Available data:
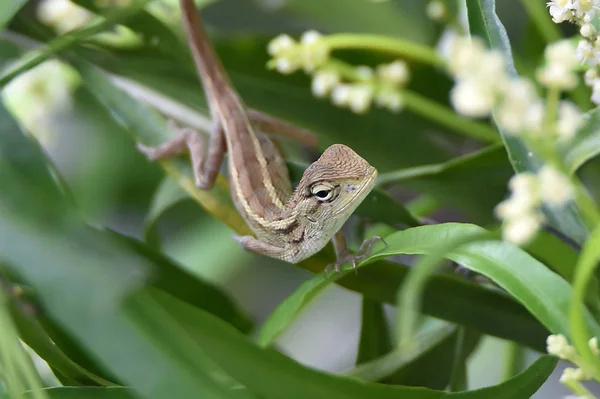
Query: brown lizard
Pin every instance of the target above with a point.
(290, 226)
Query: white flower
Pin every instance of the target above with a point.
(364, 72)
(586, 53)
(341, 95)
(323, 82)
(555, 187)
(281, 45)
(63, 15)
(571, 374)
(286, 65)
(587, 30)
(523, 182)
(534, 118)
(390, 99)
(596, 92)
(569, 121)
(315, 51)
(360, 98)
(396, 73)
(472, 99)
(593, 344)
(561, 52)
(522, 229)
(556, 76)
(310, 37)
(465, 55)
(519, 94)
(436, 10)
(561, 59)
(584, 8)
(560, 10)
(590, 77)
(516, 205)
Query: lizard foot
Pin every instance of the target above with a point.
(363, 253)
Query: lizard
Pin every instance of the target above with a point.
(289, 225)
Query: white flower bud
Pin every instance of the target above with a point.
(280, 45)
(555, 188)
(472, 99)
(323, 82)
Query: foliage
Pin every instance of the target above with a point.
(122, 277)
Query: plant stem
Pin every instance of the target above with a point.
(444, 116)
(423, 106)
(586, 204)
(512, 360)
(395, 46)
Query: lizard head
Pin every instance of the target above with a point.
(332, 188)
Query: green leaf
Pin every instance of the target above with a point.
(32, 330)
(168, 194)
(83, 393)
(63, 259)
(484, 22)
(11, 7)
(581, 331)
(545, 294)
(452, 182)
(585, 145)
(389, 367)
(171, 278)
(374, 338)
(288, 310)
(272, 375)
(405, 19)
(69, 40)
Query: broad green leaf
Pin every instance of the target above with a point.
(167, 195)
(580, 331)
(83, 393)
(484, 22)
(545, 294)
(11, 7)
(32, 331)
(23, 172)
(374, 338)
(404, 19)
(401, 365)
(444, 356)
(451, 182)
(70, 39)
(288, 310)
(272, 375)
(169, 277)
(585, 145)
(62, 263)
(147, 127)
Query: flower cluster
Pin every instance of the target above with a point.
(63, 15)
(436, 10)
(558, 346)
(356, 88)
(289, 55)
(38, 94)
(521, 212)
(483, 85)
(582, 13)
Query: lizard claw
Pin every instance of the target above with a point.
(363, 253)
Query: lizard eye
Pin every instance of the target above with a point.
(323, 192)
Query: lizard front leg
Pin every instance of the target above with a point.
(343, 255)
(205, 164)
(249, 243)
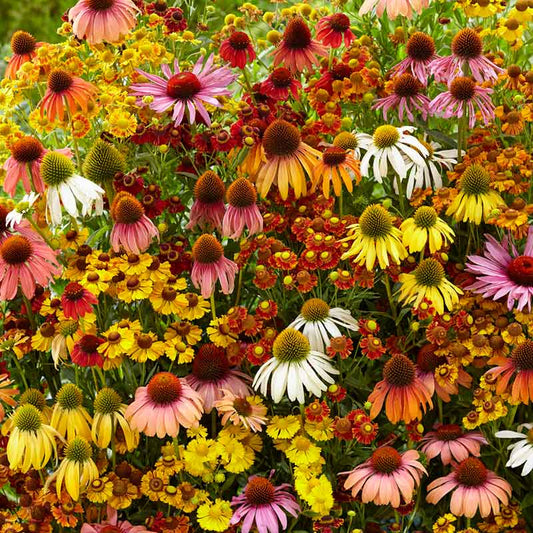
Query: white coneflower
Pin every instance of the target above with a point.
(318, 322)
(294, 369)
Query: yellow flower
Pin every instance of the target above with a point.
(215, 516)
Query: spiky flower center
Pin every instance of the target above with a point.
(16, 250)
(429, 273)
(291, 346)
(210, 363)
(522, 356)
(386, 136)
(56, 168)
(207, 250)
(183, 86)
(107, 401)
(386, 460)
(259, 491)
(281, 139)
(78, 450)
(375, 222)
(27, 418)
(420, 46)
(399, 371)
(69, 397)
(475, 180)
(467, 44)
(471, 472)
(164, 388)
(315, 310)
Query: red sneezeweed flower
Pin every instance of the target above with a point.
(297, 49)
(387, 477)
(77, 301)
(210, 266)
(334, 29)
(475, 487)
(237, 49)
(403, 392)
(65, 92)
(132, 229)
(23, 46)
(165, 404)
(103, 20)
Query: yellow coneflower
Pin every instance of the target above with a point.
(375, 238)
(428, 281)
(476, 200)
(423, 228)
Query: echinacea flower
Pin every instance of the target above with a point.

Problem details: Copy out each line word for word, please, skipping the images.

Solved problem:
Query: brown lizard
Pin every instance of the target above with a point.
(290, 226)
Query: white flower
Pin every instance of the target above with a point.
(364, 72)
(586, 53)
(341, 95)
(323, 82)
(555, 187)
(281, 45)
(63, 15)
(571, 374)
(286, 65)
(587, 30)
(523, 182)
(534, 118)
(390, 99)
(596, 92)
(569, 121)
(315, 51)
(360, 98)
(396, 73)
(472, 99)
(593, 344)
(561, 52)
(522, 229)
(556, 76)
(310, 37)
(465, 55)
(519, 94)
(436, 10)
(561, 59)
(584, 8)
(560, 10)
(590, 77)
(516, 205)
Query: lizard foot
Pin every instance of the target above with a point.
(363, 253)
Query: lizard
Pin every instance of the target above with a point.
(289, 225)
Query: white flower bud
Pin every instance of the target above with a point.
(280, 45)
(555, 188)
(472, 99)
(323, 82)
Query: foliage
Pin every instance of the target above with a point.
(122, 277)
Query: plant stem
Pin every instance of the target above with a point.
(444, 116)
(423, 106)
(586, 204)
(512, 360)
(395, 46)
Query: lizard head
Pin every instance of the target above with a point.
(332, 188)
Query: green leaf
Pin every instance of the target above with a point.
(32, 330)
(168, 194)
(83, 393)
(63, 259)
(484, 22)
(11, 7)
(581, 331)
(545, 294)
(452, 182)
(585, 145)
(389, 367)
(171, 278)
(374, 338)
(288, 310)
(272, 375)
(405, 19)
(69, 40)
Query: broad green leaf
Pin every instance of the target above with a point.
(167, 195)
(580, 331)
(83, 393)
(484, 22)
(545, 294)
(11, 7)
(32, 331)
(23, 172)
(374, 338)
(404, 19)
(401, 365)
(444, 356)
(451, 182)
(70, 39)
(288, 310)
(272, 375)
(169, 277)
(585, 145)
(62, 263)
(147, 127)
Query: flower cluster
Pin every instance of the target above with a point.
(63, 15)
(436, 10)
(558, 346)
(356, 88)
(289, 55)
(38, 94)
(521, 212)
(483, 85)
(582, 13)
Query: lizard claw
Pin every instance of the target above with a point.
(363, 253)
Query: lizard eye
Pin every instance of the target above with a point.
(323, 192)
Query: lizard front leg
Pin every instance of the target above with a point.
(343, 255)
(205, 164)
(249, 243)
Query: white coneflower
Pin every instance of the target above with a point.
(318, 322)
(294, 369)
Query: yellow flower
Pin every instance of the target above with a point.
(215, 516)
Query: spiky flower center
Pin every instance of the target above with a point.
(16, 250)
(429, 273)
(291, 346)
(210, 363)
(522, 356)
(386, 136)
(56, 168)
(207, 250)
(183, 86)
(107, 401)
(386, 460)
(259, 491)
(281, 139)
(78, 450)
(375, 222)
(27, 418)
(420, 46)
(399, 371)
(69, 397)
(475, 180)
(467, 44)
(471, 472)
(164, 388)
(315, 310)
Query: red sneezeweed flower
Pin every instance of the target above with a point.
(297, 49)
(387, 477)
(77, 301)
(210, 266)
(334, 29)
(475, 487)
(237, 49)
(403, 392)
(65, 92)
(132, 229)
(23, 46)
(165, 404)
(103, 20)
Query: yellow coneflower
Pin every instance of the target above with a point.
(375, 238)
(428, 281)
(476, 200)
(423, 228)
Query: echinacea flower
Pin every instance of the target above with a point.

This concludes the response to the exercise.